## Exercise text
This picture was taken just about exactly 2 years ago. I’m transparent in my “crazy” as the more we talk about it, the more we normalize it. I don’t believe I was ever “crazy” in a pathological way, I just believe I had a lot of trauma I had to finally make a decision to put behind me.
In October of 2017, I made a decision to go to an inpatient trauma unit for a month as my family was definitely making me crazy. They wouldn’t send me back to my family until they could find a residential treatment for trauma to send me to. So nearly a month into being there (its normally a 3 week program max), I flew to another state to go to what I call my “trauma resort” as I have very mixed feelings about that place and don’t want to attach my experience to the name.
Regardless, at both the inpatient and residential treatment centers, I had individual therapists who believed in me so much and truly got me to recognize my inner strength that was powerful. I will forever be grateful for those two ladies and how the trajectory of my life truly changed.
I got thrown out of my trauma resort. I actually got sent to a very high level psychiatric facility. When I got there, I very calmly asked what the reason was. The very rude and awful intake lady said, “I can’t tell what the psychiatrist wrote. The handwriting is too messy”.
As soon as I met with the psychiatrist, she basically questioned also why I was there and asked what arrangements I needed to do to get “home” being my family’s house. I was crestfallen. This wasn’t a place I was ever going back to. I couldn’t take it. I had been dealing with horrendous illnesses that I got no help for. Returning to my biology just meant I would stay sick without help and with plenty of severe emotional abuse.
As I sat in the airport waiting to go back to my family with a plan to end it all as I couldn’t see a way out, a call came through on my phone. It was for a dream job I had applied for 2 years ago, but there had been a hiring freeze. They asked if I would do a phone interview in a couple days and relocate back to Nevada. My desperation turned to hope.

## Data supplied
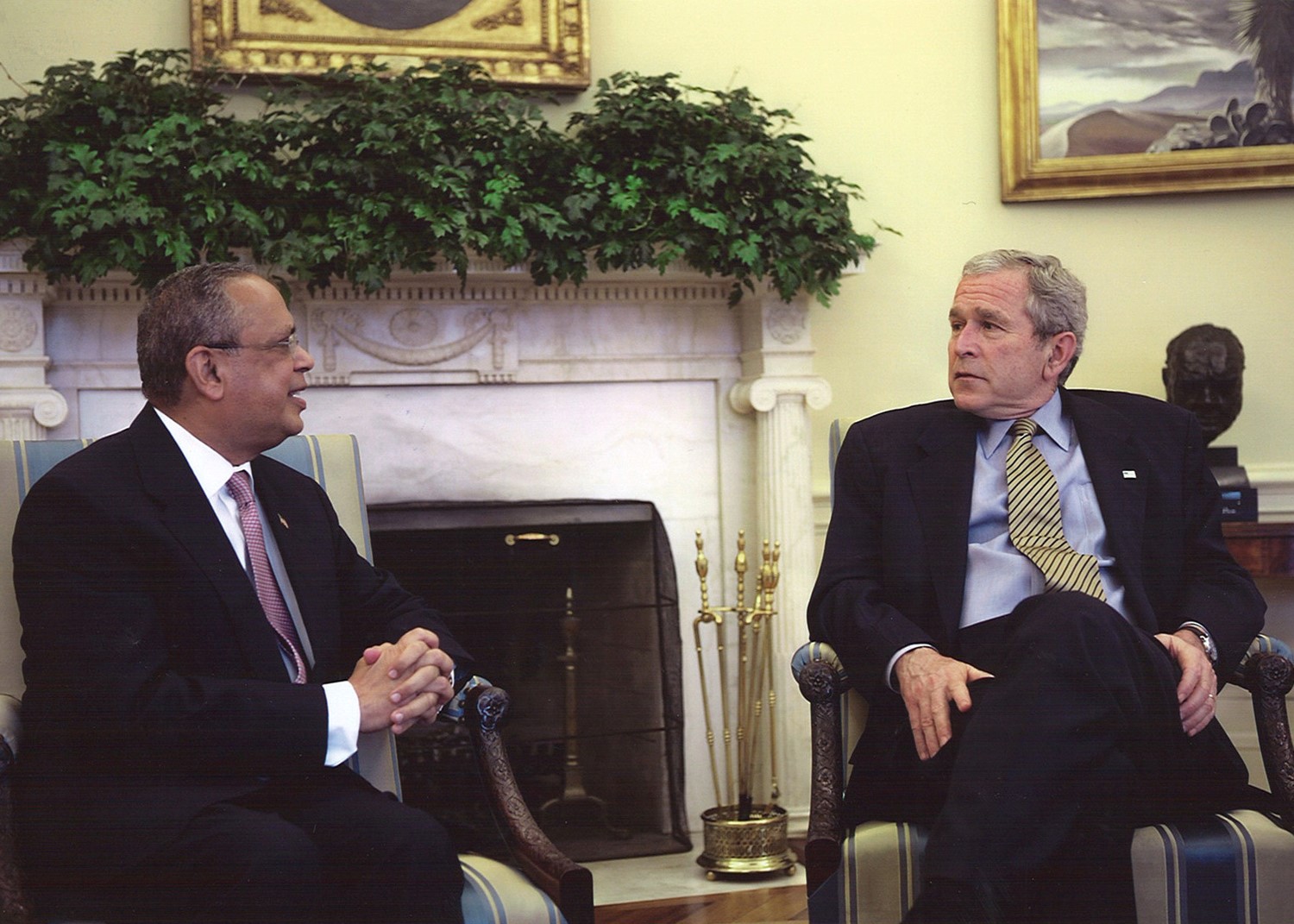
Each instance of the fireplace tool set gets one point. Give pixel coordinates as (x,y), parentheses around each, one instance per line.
(742,836)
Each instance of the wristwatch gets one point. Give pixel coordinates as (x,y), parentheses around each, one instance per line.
(1205,639)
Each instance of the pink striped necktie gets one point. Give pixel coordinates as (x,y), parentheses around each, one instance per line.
(267,588)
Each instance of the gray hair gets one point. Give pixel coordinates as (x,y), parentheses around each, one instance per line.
(185,310)
(1058,299)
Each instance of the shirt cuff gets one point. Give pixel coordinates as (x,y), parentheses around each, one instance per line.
(889,668)
(343,722)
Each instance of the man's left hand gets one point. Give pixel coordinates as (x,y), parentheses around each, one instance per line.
(1197,690)
(422,667)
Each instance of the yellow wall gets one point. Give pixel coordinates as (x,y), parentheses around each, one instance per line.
(900,96)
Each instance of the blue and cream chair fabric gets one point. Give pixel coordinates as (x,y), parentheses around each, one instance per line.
(494,893)
(1228,869)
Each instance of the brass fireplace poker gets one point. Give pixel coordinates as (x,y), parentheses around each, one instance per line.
(742,836)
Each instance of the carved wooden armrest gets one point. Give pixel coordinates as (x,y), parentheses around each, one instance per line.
(564,880)
(13,908)
(822,686)
(1270,677)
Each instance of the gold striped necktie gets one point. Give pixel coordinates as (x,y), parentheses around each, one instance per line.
(1033,518)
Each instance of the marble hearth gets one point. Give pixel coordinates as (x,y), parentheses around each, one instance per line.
(633,386)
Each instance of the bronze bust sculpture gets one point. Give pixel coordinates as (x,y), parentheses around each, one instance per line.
(1205,373)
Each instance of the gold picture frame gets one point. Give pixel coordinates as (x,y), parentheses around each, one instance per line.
(1027,176)
(525,43)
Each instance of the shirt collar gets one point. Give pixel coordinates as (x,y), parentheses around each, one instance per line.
(210,468)
(1051,419)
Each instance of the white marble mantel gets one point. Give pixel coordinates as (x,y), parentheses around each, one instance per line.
(631,386)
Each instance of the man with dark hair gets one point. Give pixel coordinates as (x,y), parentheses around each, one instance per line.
(204,644)
(1030,587)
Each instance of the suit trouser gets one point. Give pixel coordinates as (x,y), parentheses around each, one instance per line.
(1073,742)
(313,851)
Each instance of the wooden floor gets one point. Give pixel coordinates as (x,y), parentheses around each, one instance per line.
(779,905)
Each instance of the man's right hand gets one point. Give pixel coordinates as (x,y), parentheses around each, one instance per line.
(928,682)
(403,683)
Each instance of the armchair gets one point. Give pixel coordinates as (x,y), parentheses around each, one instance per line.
(553,887)
(1227,867)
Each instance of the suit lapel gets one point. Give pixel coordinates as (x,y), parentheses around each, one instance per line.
(186,514)
(941,486)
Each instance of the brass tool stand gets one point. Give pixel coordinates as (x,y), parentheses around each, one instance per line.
(742,836)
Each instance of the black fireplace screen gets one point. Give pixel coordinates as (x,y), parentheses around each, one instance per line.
(572,607)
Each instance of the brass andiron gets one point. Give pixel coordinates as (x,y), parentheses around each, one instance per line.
(572,774)
(742,836)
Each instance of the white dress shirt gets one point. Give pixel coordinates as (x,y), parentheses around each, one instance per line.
(212,471)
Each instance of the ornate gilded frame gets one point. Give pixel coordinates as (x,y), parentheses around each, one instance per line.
(1027,176)
(528,43)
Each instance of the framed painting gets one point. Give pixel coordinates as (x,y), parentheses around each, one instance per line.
(1138,97)
(536,43)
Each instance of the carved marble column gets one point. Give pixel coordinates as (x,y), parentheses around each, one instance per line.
(778,387)
(28,405)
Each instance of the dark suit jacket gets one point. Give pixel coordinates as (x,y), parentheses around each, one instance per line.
(154,682)
(895,563)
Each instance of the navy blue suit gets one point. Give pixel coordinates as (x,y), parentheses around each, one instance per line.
(154,683)
(895,567)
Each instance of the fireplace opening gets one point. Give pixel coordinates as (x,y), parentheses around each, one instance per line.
(572,607)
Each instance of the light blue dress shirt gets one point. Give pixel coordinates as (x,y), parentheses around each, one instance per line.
(998,575)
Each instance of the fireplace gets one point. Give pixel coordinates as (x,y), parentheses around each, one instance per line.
(629,386)
(572,607)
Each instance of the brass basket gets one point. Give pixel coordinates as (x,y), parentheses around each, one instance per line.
(756,845)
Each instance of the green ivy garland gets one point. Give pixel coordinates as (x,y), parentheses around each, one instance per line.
(140,165)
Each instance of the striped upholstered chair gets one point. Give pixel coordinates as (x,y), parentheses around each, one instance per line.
(1229,869)
(553,888)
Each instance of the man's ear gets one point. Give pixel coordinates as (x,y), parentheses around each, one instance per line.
(206,372)
(1060,352)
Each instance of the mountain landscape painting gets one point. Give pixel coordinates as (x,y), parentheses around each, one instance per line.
(1128,77)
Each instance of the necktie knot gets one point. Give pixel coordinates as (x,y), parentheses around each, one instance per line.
(1025,426)
(240,488)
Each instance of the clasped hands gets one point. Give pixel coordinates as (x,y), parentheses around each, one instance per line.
(929,682)
(404,682)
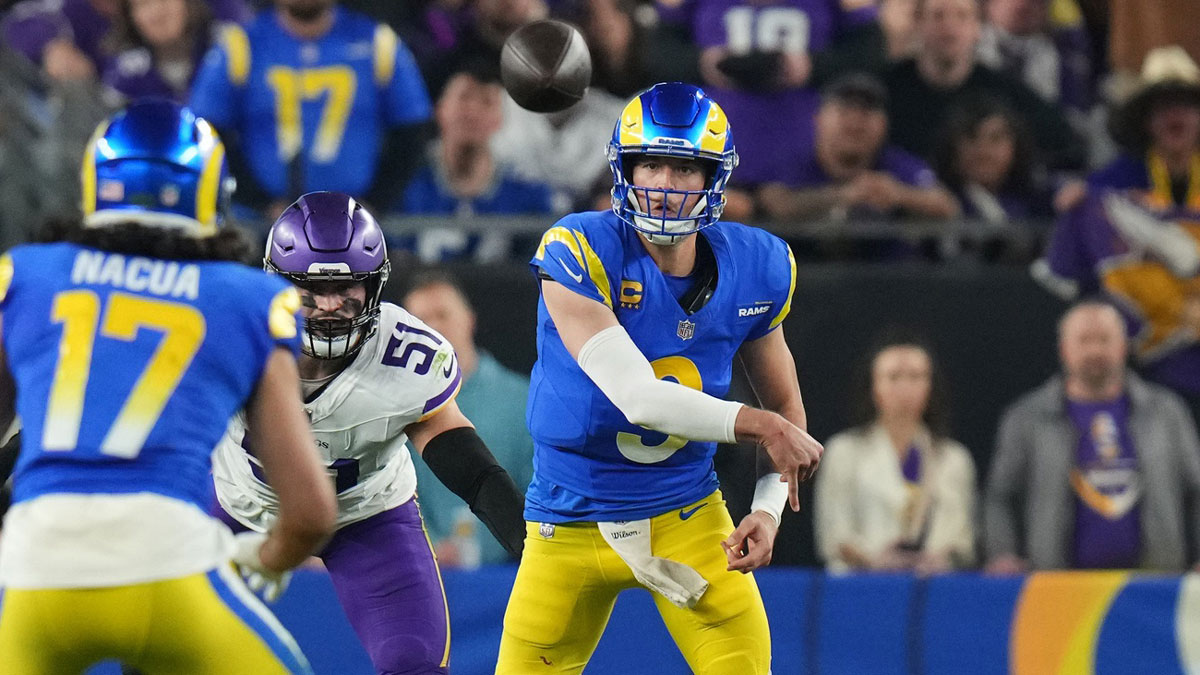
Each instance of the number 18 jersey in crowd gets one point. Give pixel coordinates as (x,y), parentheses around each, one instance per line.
(406,372)
(591,463)
(127,370)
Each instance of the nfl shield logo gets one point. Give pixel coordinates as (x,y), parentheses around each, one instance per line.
(687,329)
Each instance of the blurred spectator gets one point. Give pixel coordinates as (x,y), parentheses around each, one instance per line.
(850,171)
(757,60)
(987,159)
(66,37)
(1095,469)
(1158,127)
(462,178)
(1139,27)
(313,96)
(898,19)
(629,52)
(946,70)
(493,398)
(1050,54)
(157,47)
(1146,260)
(431,29)
(894,493)
(490,23)
(564,149)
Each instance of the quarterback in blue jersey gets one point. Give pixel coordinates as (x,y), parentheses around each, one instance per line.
(643,310)
(129,341)
(313,96)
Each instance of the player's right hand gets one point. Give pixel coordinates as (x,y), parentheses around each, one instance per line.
(793,452)
(259,578)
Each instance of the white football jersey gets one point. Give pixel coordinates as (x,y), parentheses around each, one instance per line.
(405,374)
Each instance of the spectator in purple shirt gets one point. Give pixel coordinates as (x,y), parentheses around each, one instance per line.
(946,69)
(850,169)
(157,46)
(63,36)
(66,37)
(757,60)
(987,159)
(463,177)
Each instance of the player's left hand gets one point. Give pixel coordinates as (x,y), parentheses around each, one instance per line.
(750,545)
(257,575)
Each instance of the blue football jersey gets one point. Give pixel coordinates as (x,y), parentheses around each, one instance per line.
(589,461)
(318,106)
(129,368)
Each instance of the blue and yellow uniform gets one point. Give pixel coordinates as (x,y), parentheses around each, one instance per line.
(126,370)
(311,111)
(592,465)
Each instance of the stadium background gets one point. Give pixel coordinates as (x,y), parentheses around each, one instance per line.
(993,329)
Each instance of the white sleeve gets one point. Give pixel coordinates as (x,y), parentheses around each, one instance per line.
(619,369)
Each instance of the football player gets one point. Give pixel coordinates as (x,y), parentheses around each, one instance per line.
(373,377)
(643,310)
(313,95)
(129,342)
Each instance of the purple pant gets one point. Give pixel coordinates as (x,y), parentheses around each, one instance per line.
(388,581)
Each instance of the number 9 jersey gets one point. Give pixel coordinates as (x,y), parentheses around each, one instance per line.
(127,370)
(591,463)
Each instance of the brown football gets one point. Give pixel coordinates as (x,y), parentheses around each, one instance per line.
(546,66)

## Tasks to complete
(1) Reproduce the stretch of the trauma recovery post from "Regardless, at both" through "life truly changed.", word for word.
(2) Carry the trauma recovery post forward, picking up after its final sentence.

## Answers for each item
(1)
Regardless, at both the inpatient and residential treatment centers, I had individual therapists who believed in me so much and truly got me to recognize my inner strength that was powerful. I will forever be grateful for those two ladies and how the trajectory of my life truly changed.

(2)
The next call I got was a tiny voice saying, “mommy, things are bad. I want to kill myself”. In that moment it became clear why I got thrown out. I had a job, which I did get, but couldn’t take as I was too sick and now had a 10 year old little boy to take care of full time to attempt to heal his wounds.
Somehow, my body gave me enough of a break to pack what I could in my little car, drove out of Texas and back to Nevada. I took 14 days to make the drive as I took some detours to see people and decided I had to see the Pacific Ocean.
As it was as far away from Texas as you could drive. I remember when I hit the pacific, I sat on my car and just sobbed as I was finally going to live life how I wanted to. This is the only picture I took of that moment. I would have been way too afraid to ever drive across country alone. A lot of the tears were in recognizing what I could do.
It has been a nearly impossible 2 years full of illness, unfairness, anger, my shortcomings being put in public display (which I have no problem talking about), while others with big problems put on an air of perfection that I have just had to work hard at leaving the negativity behind, otherwise it will eat me alive.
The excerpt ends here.